__Aim__. Reproduce the listing below line for line, changing nothing.

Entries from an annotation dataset
Begin

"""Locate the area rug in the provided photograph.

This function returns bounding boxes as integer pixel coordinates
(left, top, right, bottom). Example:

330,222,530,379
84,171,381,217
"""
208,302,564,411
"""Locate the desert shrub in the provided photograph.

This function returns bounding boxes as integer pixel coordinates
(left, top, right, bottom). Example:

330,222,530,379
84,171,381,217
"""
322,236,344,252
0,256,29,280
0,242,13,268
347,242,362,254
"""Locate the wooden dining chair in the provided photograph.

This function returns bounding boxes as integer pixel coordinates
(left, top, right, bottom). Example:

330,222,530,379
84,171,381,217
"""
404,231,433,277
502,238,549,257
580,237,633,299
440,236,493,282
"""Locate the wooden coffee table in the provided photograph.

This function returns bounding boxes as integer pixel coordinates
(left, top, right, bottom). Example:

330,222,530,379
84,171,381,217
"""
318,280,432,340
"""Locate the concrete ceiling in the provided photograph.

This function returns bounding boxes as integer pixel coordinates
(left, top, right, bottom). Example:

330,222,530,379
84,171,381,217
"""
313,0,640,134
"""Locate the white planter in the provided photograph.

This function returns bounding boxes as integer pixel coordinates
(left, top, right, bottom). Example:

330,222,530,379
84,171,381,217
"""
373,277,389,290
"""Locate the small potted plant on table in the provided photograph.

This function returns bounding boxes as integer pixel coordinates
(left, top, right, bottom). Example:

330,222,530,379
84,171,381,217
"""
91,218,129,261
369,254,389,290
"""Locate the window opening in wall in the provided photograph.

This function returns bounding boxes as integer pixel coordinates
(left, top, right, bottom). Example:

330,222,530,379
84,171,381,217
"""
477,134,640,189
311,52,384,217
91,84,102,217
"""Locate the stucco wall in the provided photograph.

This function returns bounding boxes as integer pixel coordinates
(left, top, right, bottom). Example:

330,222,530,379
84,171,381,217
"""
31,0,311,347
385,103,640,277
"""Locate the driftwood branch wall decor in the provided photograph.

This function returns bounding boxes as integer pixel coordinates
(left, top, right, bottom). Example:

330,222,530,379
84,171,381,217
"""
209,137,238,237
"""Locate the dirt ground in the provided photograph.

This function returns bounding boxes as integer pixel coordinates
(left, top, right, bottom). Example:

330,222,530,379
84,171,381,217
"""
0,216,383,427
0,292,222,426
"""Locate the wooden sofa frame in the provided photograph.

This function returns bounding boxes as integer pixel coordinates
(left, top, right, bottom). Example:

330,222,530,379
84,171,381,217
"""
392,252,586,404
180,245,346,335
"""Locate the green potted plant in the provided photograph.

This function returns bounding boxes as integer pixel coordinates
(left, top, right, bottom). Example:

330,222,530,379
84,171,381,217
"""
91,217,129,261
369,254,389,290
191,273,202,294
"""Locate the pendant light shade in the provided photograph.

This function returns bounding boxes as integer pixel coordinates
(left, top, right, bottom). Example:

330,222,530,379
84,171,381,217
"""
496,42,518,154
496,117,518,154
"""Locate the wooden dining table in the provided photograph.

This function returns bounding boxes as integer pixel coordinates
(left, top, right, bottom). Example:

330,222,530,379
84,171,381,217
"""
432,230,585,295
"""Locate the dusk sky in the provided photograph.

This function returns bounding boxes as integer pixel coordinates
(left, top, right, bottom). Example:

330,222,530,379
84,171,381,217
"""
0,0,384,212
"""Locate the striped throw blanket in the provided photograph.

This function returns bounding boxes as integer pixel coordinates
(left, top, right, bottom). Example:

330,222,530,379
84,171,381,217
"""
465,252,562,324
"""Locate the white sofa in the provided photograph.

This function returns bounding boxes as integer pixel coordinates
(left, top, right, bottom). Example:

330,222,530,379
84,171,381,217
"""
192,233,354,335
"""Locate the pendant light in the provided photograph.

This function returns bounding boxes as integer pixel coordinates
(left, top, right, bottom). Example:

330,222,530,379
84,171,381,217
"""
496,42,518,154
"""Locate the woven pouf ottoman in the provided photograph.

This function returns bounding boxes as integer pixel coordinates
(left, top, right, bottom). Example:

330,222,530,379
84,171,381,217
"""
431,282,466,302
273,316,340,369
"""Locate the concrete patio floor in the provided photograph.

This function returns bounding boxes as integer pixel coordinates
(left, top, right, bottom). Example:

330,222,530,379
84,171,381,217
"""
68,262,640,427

End

__Right answer__.
"""Locate the area rug in the provided photograph.

This function returns bounding boxes as integer pixel coordinates
(left, top, right, bottom). Example:

330,222,530,379
84,171,381,217
"""
208,302,564,411
"""Locate the desert shrub in the provided photograph.

This function returns bounding boxes as integer pixel coordinates
(left, top, right, bottom). Example:

330,222,530,379
84,171,381,217
"""
322,236,344,252
0,256,29,280
0,242,13,268
347,242,362,254
"""Locate the wooden dining chair in the provided photograph.

This function returns bounding boxes as integer pixel coordinates
(left, top, right, bottom). Example:

330,222,530,379
84,171,381,217
"""
404,231,433,277
502,238,549,257
580,237,633,299
440,236,493,282
"""Locate the wooden coffee table in the provided photograph.

This function returns bounding boxes as integer pixel coordinates
(left, top, right, bottom). Example:

330,222,530,379
84,171,381,217
"""
318,280,432,340
"""Locate the concrete ceiling in the provided photograph.

This function returns bounding boxes as integer pixel coordinates
(left, top, right, bottom). Example:

330,222,530,379
84,171,381,217
"""
313,0,640,134
"""Locate the white planter in the provided photograph.

This function returns bounding boxes as integer pixel coordinates
(left, top, right, bottom). Example:

330,222,530,379
84,171,381,217
"""
373,277,389,290
"""Locate the small potted plant on table in the provided photograph.

This function returns bounding boxes as integer pixel coordinates
(left, top, right, bottom). Example:

330,222,530,379
84,171,381,217
"""
91,218,129,261
369,254,389,290
"""Locate the window opening in wall in the provided photograph.

This function returns bounding boxes as integer pixel coordinates
(left, top, right, bottom). Example:

330,222,530,379
84,171,381,217
"""
477,134,640,189
311,52,384,217
91,84,102,217
"""Locate the stucco wall in the provided photograph.

This function returns bounding boxes as integer pixel coordinates
(left, top, right, bottom). Example:

330,222,530,379
84,171,381,217
"""
31,0,311,347
385,103,640,277
"""Locate the driftwood branch wall decor in the provided photograph.

This function returns bounding boxes as integer pixel coordinates
(left, top, right, bottom). Example:

330,222,530,379
84,171,381,217
"""
209,137,238,237
"""Locate the dirt ground in the provided photograph.

This function returns bounding boxes as integer pixel coordinates
(left, top, right, bottom). Example:

330,222,530,379
84,171,381,217
"""
0,216,383,427
0,292,222,426
"""Locate the wooden sofa frame in the provided photograph.

This function returns bounding boxes as integer pixel coordinates
(left, top, right, bottom). Example:

330,222,530,379
84,171,381,217
"""
392,252,586,404
180,245,346,335
"""Locate the green potted plant in the provided photograph.

This function returns bounding boxes as integer pixel coordinates
(left, top, right, bottom). Example:

330,222,530,379
84,171,381,217
"""
91,217,129,261
369,254,389,290
191,273,202,294
"""Locate the pendant light shade in the provided photograph.

This function returns bounding boxes as integer pixel coordinates
(left, top, right, bottom). Example:

330,222,530,379
84,171,381,217
"""
496,42,518,154
496,117,518,154
"""Locate the wooden dining table in the provided photograph.

This function returns bounding boxes as integer pixel coordinates
(left, top, right, bottom). Example:

330,222,530,379
84,171,381,217
"""
432,230,585,295
"""Locate the dusk sky in the provided photograph.

This function returns bounding boxes as integer pixel coordinates
(left, top, right, bottom). Example:

330,222,530,379
84,171,381,217
"""
0,0,384,212
"""Locate the striped throw blanket in the provided photograph.

This function returns bounding boxes as integer pixel coordinates
(left, top, right, bottom). Example:

330,222,530,379
84,171,381,217
"""
465,252,562,324
"""Locate the white sofa in the provided photograph.

This function returns bounding boxes as integer pixel coordinates
(left, top, right, bottom). Example:

330,222,530,379
84,171,381,217
"""
192,233,354,335
"""Locate the pendant light in the provided photograph.

This function returns bounding boxes as integer pixel coordinates
(left, top, right, bottom). Example:

330,222,530,379
84,171,381,217
"""
496,42,518,154
"""Locate the woven pouf ottoman in the provided photograph.

This function returns bounding boxes as integer pixel coordinates
(left, top, right, bottom). Example:

330,222,530,379
84,171,381,217
"""
431,282,466,302
273,316,340,369
"""Locate the concrete patio floor in the provided photograph.

This function returns bounding boxes as integer pixel coordinates
(left, top, right, bottom). Example:

330,222,530,379
84,171,381,217
"""
68,262,640,427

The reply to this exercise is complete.